Texte fourni:
"""

Considéré comme « indispensable » par les responsables de l'Établissement public du château, du musée et du domaine national de Versailles (EPV), encouragé par les pouvoirs publics, ce mécénat recouvre les dons propres à contribuer à la restauration, au remeublement et, plus généralement, à la mise en valeur du domaine de Versailles ou d'un de ses éléments. Ces aides et dons peuvent émaner de personnes privées, d'associations ou d'entreprises. Selon les cas, ils prennent la forme d'un soutien financier pour une opération particulière — plus rarement la prise en charge matérielle de cette opération — ou d'un don en nature, mobilier, objet d'art, tableau, sculpture, apte à enrichir judicieusement les collections de l'établissement public.

"""

Objectif 1: Recopiez à l'identique toutes les lignes des enregistrements ci-dessous, en omettant les images.

Enregistrements fournis:
"""

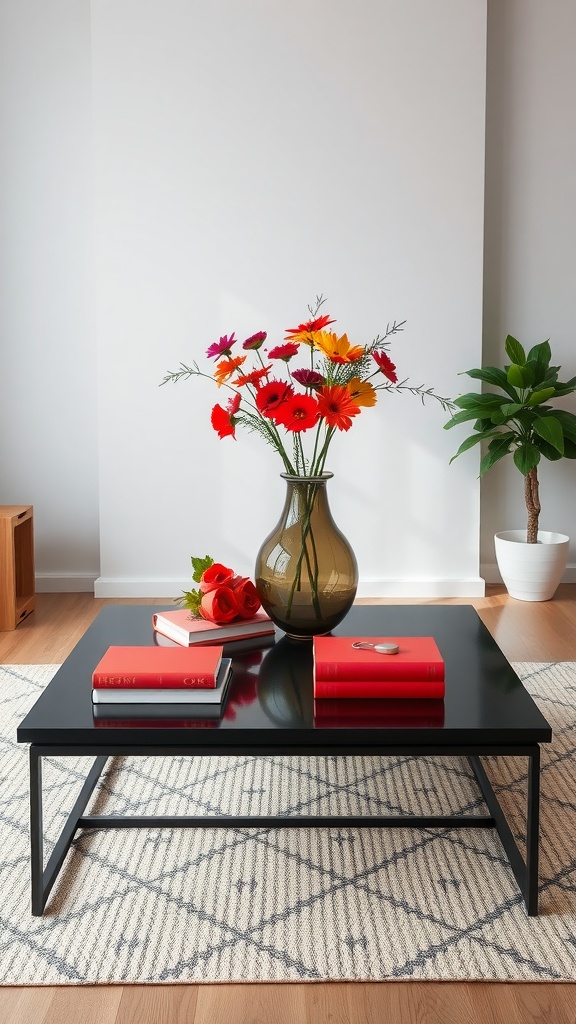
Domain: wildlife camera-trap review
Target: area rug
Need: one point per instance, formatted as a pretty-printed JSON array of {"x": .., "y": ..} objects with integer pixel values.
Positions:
[{"x": 291, "y": 904}]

"""

Objectif 2:
Répondez aux questions suivantes d'après le texte sur le mécénat de Versailles :
(a) Quel établissement a des responsables qui jugent ce mécénat « indispensable » ?
(b) De qui ces aides et dons peuvent-ils émaner ?
(c) Quelle forme d'aide le texte présente-t-il comme plus rare que le soutien financier ?

Réponse correcte 1:
Domain: wildlife camera-trap review
Target: area rug
Need: one point per instance, formatted as a pretty-printed JSON array of {"x": .., "y": ..} objects with integer pixel values.
Positions:
[{"x": 291, "y": 904}]

Réponse correcte 2:
(a) L'Établissement public du château, du musée et du domaine national de Versailles (EPV).
(b) De personnes privées, d'associations ou d'entreprises.
(c) La prise en charge matérielle de l'opération.